* [Problem description]:
From first line to last, give the records again word for word and omit the pictures.

* [Entries provided]:
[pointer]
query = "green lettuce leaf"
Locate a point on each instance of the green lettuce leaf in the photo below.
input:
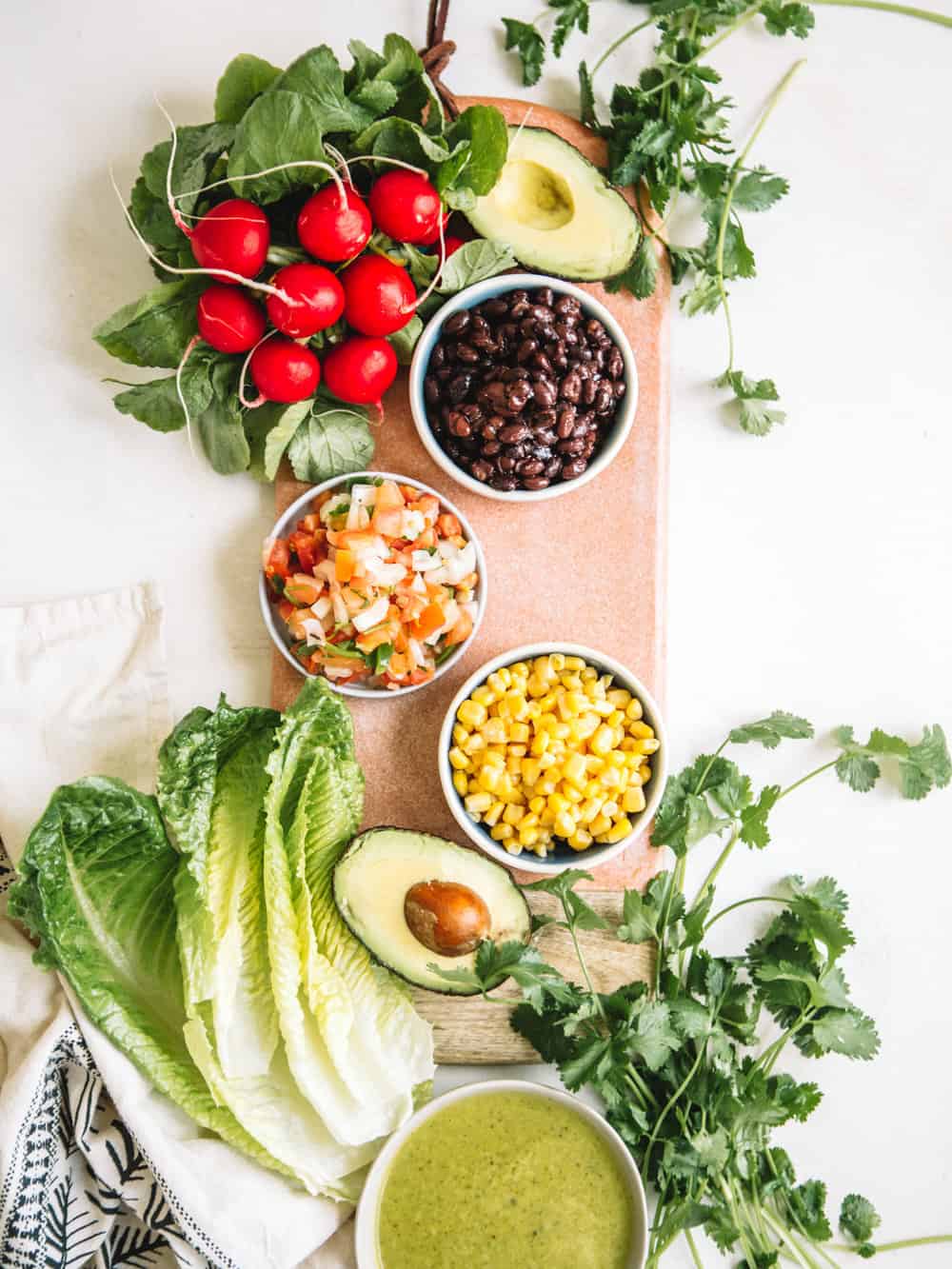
(354, 1043)
(97, 890)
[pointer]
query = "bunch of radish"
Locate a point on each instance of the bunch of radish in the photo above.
(367, 288)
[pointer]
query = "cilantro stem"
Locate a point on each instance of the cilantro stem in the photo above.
(703, 52)
(904, 9)
(743, 902)
(669, 1104)
(899, 1246)
(737, 168)
(692, 1248)
(619, 43)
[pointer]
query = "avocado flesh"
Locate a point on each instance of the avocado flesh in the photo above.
(371, 882)
(556, 210)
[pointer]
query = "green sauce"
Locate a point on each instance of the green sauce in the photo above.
(505, 1180)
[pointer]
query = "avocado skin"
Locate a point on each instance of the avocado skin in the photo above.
(598, 176)
(353, 848)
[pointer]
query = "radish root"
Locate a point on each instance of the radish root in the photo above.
(261, 399)
(265, 287)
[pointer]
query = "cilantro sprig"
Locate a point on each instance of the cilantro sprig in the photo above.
(685, 1066)
(669, 137)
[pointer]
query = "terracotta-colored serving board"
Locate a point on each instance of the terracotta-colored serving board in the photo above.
(586, 567)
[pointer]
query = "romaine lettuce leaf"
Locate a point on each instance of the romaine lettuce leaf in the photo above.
(95, 888)
(354, 1043)
(212, 783)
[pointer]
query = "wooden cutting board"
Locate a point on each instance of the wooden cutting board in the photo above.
(589, 567)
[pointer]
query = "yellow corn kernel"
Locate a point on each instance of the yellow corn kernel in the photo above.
(574, 770)
(494, 814)
(459, 761)
(634, 800)
(489, 778)
(471, 713)
(565, 825)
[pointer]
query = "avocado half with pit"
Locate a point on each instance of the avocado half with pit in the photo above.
(556, 210)
(415, 900)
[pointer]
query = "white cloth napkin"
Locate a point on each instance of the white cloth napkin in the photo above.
(93, 1161)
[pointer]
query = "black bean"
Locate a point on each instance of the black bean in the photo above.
(546, 393)
(513, 433)
(457, 323)
(570, 387)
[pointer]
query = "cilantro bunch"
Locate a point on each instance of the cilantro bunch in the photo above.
(669, 136)
(687, 1065)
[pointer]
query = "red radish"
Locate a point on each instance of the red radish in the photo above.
(361, 369)
(379, 296)
(228, 320)
(333, 228)
(318, 300)
(434, 236)
(407, 207)
(285, 370)
(235, 235)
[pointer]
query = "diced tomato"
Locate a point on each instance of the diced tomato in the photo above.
(448, 525)
(463, 629)
(388, 496)
(301, 542)
(278, 560)
(429, 621)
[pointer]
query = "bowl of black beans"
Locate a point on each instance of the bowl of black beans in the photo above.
(524, 387)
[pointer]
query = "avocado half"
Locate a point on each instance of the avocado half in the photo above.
(556, 210)
(371, 882)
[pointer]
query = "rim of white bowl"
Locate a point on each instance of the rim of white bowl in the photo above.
(368, 1206)
(596, 856)
(468, 298)
(281, 528)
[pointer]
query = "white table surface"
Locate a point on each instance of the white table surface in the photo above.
(807, 571)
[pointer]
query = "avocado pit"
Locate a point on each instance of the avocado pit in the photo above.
(446, 917)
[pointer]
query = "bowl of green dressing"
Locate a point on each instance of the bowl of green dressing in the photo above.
(503, 1174)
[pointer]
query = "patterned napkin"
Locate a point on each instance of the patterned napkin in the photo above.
(98, 1170)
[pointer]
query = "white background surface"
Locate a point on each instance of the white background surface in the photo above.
(807, 571)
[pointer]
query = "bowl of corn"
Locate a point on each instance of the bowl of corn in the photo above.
(552, 757)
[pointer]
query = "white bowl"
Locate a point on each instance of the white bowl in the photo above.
(285, 525)
(368, 1208)
(487, 289)
(564, 857)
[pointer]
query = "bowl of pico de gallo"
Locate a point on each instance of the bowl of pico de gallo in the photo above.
(375, 582)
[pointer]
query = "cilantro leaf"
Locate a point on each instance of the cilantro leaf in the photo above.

* [Output for this task]:
[pointer]
query = "green lettuce leaf"
Locate a point on each instance of the green lettuce leaf in the photo below.
input:
(354, 1043)
(97, 890)
[pointer]
query = "bunch of radish"
Locate a point on each instance of the bunch of radish in the photo above.
(367, 288)
[pointer]
query = "cilantro stem"
Locate a point on each instance of the cilantro stem in the photo above.
(703, 52)
(904, 9)
(743, 902)
(669, 1104)
(899, 1246)
(737, 168)
(692, 1248)
(619, 43)
[pointer]
query = "avocado flesh"
Locate a point on each instance of the avocado flesh in the photo above.
(371, 882)
(556, 210)
[pointer]
query = "green sauce"
Locate a point on each instance of the green sauce in the photo above.
(505, 1180)
[pointer]
query = "avocado skin"
Locate a point on each instance of the avocado skin in the photo above.
(598, 176)
(353, 848)
[pointer]
query = "radish root"
Locate a point on each instance of the radish root in the photo above.
(261, 399)
(265, 287)
[pointer]
query = "cilantro sprig"
Locate a point on each instance of the cilantro sprig in the photo above.
(685, 1066)
(669, 137)
[pointer]
query = "terracotta-colored serving board"
Locate a point on each instance of the terracotta-colored serving board in the photo above.
(586, 567)
[pointer]
query = "romaine lettuce leaf"
Locate a point on each instance of the romaine lettuce leaf in the photo above.
(95, 888)
(354, 1043)
(212, 783)
[pointer]
query = "wooden cutting board"
Locate a point on each instance of the wooden cutting board in the photo above.
(589, 567)
[pointer]
query = "yellow corn kernel"
Locate a point on each instance of the yellow corn kernel in the photo above.
(574, 770)
(494, 814)
(459, 761)
(634, 800)
(489, 778)
(471, 713)
(565, 825)
[pointer]
query = "avocado half with pit"
Locate a point on each instance of the avocado half with pit in the photo above.
(556, 210)
(415, 900)
[pointer]
query = "white cloth napkin"
Locate a point on each instance of the white cloth napkin in the photo above.
(93, 1161)
[pointer]
query = "black bean"
Locate a point on each instance of the black bean in the photo above.
(546, 393)
(513, 433)
(457, 323)
(570, 387)
[pointer]
query = "cilantro bunch"
Locate a point on each instance of the cilantro bunch in the photo above.
(669, 136)
(687, 1065)
[pointer]
query = "red radish"
Locate a point on each instance of the red radish in the photo above.
(361, 369)
(379, 296)
(228, 320)
(333, 228)
(318, 300)
(434, 236)
(407, 207)
(285, 370)
(235, 235)
[pointer]
query = "diced tomato"
Locate a point on each instance of the diced tomato in the photo above.
(448, 525)
(463, 629)
(388, 496)
(301, 542)
(278, 560)
(429, 621)
[pointer]
query = "bowl of black beans"
Locate a point on each instance of the bowl of black beans in the photo above.
(524, 387)
[pointer]
query = "avocado half"
Locate a point on each instance of the avocado half in the photo above.
(556, 210)
(371, 882)
[pointer]
query = "rim of white bowl"
Locate a point on each instance of the rim of white bowl in the photo above.
(368, 1206)
(596, 856)
(468, 298)
(281, 528)
[pointer]
query = "white table surface"
Locate a point on each instance of the white table surface in the photo above.
(807, 571)
[pointer]
query = "avocado pit"
Locate a point on each instance of the avocado pit in the photo above.
(446, 917)
[pointer]
query = "bowl of green dressing"
Locate a point on each instance of the bowl of green dressing in the photo above.
(503, 1174)
[pointer]
query = "patterned napkin"
Locate a point on each instance of the patterned napkin in the photo above.
(98, 1170)
[pointer]
query = "white background surface"
Locate a point on each instance of the white background surface in the photo above.
(807, 571)
[pointer]
query = "bowl of corn"
Locate a point on each instance of the bowl of corn in the photo above.
(552, 757)
[pointer]
query = "white bowl"
Locate a point on each instance of the white bowl in the photo above.
(285, 525)
(368, 1208)
(487, 289)
(564, 857)
[pointer]
query = "bowl of pico de gallo"
Locate a point on each instance of the bowl of pico de gallo in the photo above.
(375, 582)
[pointer]
query = "cilantro leaf"
Locate a point on each instance of the cilantro leaf in the photo above.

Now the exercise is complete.